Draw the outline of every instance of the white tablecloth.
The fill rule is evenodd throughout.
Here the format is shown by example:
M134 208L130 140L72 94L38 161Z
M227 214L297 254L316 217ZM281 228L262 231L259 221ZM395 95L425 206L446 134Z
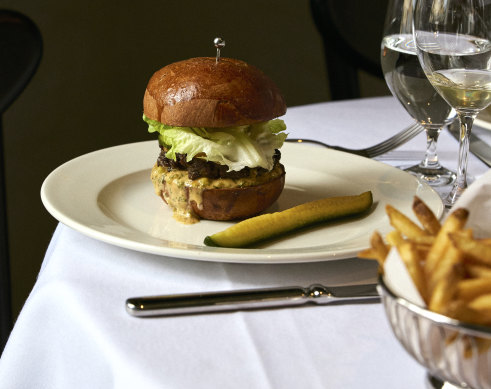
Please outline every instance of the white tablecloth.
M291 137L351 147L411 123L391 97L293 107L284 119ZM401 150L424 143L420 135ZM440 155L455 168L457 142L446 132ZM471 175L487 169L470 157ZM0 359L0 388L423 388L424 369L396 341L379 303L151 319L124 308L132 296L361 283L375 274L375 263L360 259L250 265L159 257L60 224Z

---

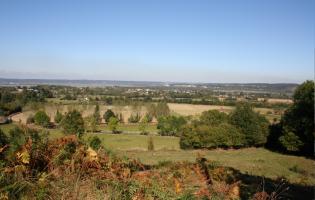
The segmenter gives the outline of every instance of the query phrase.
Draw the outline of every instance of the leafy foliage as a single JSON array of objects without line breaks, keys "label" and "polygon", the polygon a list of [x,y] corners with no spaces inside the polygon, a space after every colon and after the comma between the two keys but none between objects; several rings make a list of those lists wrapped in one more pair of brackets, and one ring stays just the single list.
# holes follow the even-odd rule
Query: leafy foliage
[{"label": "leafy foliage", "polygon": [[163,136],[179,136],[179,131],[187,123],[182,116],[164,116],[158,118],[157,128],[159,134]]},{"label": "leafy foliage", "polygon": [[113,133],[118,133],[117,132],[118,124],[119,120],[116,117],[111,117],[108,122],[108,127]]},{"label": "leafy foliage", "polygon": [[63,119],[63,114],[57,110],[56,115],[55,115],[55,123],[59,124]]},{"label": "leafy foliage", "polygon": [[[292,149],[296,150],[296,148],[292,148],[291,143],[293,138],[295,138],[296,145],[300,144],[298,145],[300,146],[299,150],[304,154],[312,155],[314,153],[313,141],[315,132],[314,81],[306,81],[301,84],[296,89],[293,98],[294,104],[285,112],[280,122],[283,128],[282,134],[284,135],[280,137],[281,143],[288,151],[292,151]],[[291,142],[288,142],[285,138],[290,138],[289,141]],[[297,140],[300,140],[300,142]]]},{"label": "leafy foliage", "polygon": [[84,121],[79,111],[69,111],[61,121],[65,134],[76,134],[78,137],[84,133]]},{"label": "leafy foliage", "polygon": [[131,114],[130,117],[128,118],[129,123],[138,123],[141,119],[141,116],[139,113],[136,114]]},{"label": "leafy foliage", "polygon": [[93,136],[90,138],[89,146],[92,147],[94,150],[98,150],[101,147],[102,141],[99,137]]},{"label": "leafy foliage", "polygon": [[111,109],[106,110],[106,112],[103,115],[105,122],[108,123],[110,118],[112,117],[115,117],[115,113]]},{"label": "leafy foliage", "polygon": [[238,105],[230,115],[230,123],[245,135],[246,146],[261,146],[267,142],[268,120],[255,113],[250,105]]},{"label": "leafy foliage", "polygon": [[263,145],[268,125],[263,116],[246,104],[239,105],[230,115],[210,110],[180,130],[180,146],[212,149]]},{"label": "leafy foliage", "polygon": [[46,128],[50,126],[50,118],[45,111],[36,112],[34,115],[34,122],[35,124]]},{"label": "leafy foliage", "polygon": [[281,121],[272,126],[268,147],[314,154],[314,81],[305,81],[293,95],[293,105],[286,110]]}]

...

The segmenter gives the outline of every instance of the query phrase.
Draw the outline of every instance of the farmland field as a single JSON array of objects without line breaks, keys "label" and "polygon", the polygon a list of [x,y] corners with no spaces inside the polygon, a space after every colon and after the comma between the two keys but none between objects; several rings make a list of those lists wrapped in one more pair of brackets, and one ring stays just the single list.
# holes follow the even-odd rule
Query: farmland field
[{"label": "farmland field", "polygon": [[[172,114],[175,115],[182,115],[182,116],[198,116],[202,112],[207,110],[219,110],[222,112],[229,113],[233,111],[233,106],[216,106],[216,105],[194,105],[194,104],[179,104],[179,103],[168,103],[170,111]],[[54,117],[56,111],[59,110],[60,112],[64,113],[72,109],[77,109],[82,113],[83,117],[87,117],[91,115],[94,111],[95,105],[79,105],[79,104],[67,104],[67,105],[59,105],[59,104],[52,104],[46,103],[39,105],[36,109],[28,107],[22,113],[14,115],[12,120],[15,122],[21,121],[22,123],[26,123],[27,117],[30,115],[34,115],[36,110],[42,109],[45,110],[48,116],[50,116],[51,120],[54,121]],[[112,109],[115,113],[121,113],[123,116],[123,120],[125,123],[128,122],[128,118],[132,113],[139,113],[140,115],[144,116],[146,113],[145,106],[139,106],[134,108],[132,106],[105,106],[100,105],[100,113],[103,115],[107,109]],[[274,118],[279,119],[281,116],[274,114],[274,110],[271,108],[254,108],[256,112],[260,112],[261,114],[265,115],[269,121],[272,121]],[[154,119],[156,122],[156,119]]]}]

### Task instructions
Given the records above, restate word for word only the lines starting at the one with "The fill rule is evenodd throughout." and ending at the one with "M227 214L297 254L316".

### Result of this exercise
The fill rule is evenodd throughout.
Here the format is shown by example:
M134 208L130 140L72 94L38 161Z
M227 214L297 254L316 217ZM281 228L262 231L259 221ZM395 95L425 206L446 134Z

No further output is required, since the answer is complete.